Acta fabula
ISSN 2115-8037

2007
Janvier-février 2007 (volume 8, numéro 1)
Elise Hugueny-Léger

Une quête désespérée du réel

Tra-jectoires n° 3, 2006 : Annie Ernaux et Albert Memmi

1Dans l’éditorial du premier numéro de Tra-jectoires, Amaury Nauroy, le fondateur de la revue, décrivait en ces termes les caractéristiques de cette publication : « Par la constitution de dossiers critiques, je souhaite que cette nouvelle revue rende hommage — pour le temps où elle vivra — à quelques belles œuvres françaises contemporaines. […] Cette revue ne s’adresse pas en priorité aux spécialistes de littérature dont la précision analytique, la pertinence des raisonnements m’effraient. […] Tra-jectoires est donc adressée à ceux qui aiment la poésie, et dont son ‘‘inutilité même est ce qui la leur rend parfois si chère’’»i.

2Le numéro 3 de la revue, consacré à Annie Ernaux (née en 1940) et Albert Memmi (né en 1920), remplit parfaitement ces objectifs. Par la diversité et l’originalité de ses approches, Tra-jectoires 3 ne ressemble pas en effet aux revues littéraires traditionnelles. Le lecteur est amené à cheminer à son propre rythme parmi les essais critiques, textes inédits ou originaux, hommages, et, s’il le souhaite, à poursuivre son exploration grâce à la précieuse bio-bibliographie située à la fin de chaque dossier. Il peut également (re)découvrir des auteurs dont des textes sont rassemblés dans le « Cahier de création ».
══════
CONSIGNES =
1. D'après le compte rendu consacré à la revue Tra-jectoires, quels deux écrivains le numéro 3 de cette revue présente-t-il ?
2. Poursuivez la rédaction du compte rendu consacré à la revue Tra-jectoires à partir de sa dernière phrase.
══════
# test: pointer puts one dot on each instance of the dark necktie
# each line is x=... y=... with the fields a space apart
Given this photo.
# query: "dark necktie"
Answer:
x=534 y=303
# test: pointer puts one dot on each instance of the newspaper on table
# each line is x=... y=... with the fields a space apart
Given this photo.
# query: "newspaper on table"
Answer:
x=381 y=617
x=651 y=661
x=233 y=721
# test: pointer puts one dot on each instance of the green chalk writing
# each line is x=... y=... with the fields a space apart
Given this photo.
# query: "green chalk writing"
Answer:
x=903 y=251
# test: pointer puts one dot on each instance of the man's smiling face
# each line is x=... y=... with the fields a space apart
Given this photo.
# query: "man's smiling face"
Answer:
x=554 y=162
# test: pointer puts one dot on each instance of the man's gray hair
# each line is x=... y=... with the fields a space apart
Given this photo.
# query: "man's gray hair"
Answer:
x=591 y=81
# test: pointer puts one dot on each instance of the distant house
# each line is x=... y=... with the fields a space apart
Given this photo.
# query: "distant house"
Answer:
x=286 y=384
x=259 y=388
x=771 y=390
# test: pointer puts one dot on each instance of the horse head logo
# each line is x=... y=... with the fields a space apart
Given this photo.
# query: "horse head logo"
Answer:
══════
RÉPONSES PAR CONSIGNE =
1. Annie Ernaux et Albert Memmi.

2.
3Ce numéro propose une fascinante approche de l’œuvre d’Ernaux, encore trop peu étudiée dans le milieu universitaire français en comparaison avec l’engouement qu’elle suscite au Royaume-Uni et en Amérique du nord. Le dossier s’ouvre par des lettres d’encouragement de Simone de Beauvoir à Ernaux, ainsi que des entrées du journal d’Henry Bauchau qui se lisent comme des hommages à l’écriture d’Ernaux. D’emblée, le ton est donné : loin des discours parfois arides des critiques, ce dossier propose d’entrevoir les différents aspects de la réception d’Ernaux, que cette réception soit synonyme d’identification, émotion ou désir d’explication.

4Dans un article consacré à Une Femme, l’universitaire américaine Nancy K. Miller, spécialiste de l’écriture par les femmes, explore le lien mère/ fille dans ce texte rédigé par Ernaux quelques jours après la mort de sa mère. Tout en situant Une Femme par rapport aux caractéristiques des autobiographies féminines, Miller analyse le mouvement de rupture avec la mère, suivi d’un rapprochement par le biais de l’écriture. Miller, qui a ailleursii évoqué sa propre identification à la relation mère/fille telle qu’elle est décrite chez Ernaux, souligne dans cet article comment ce lien est vécu à travers le corps, vecteur à la fois d’émotion et d’identification.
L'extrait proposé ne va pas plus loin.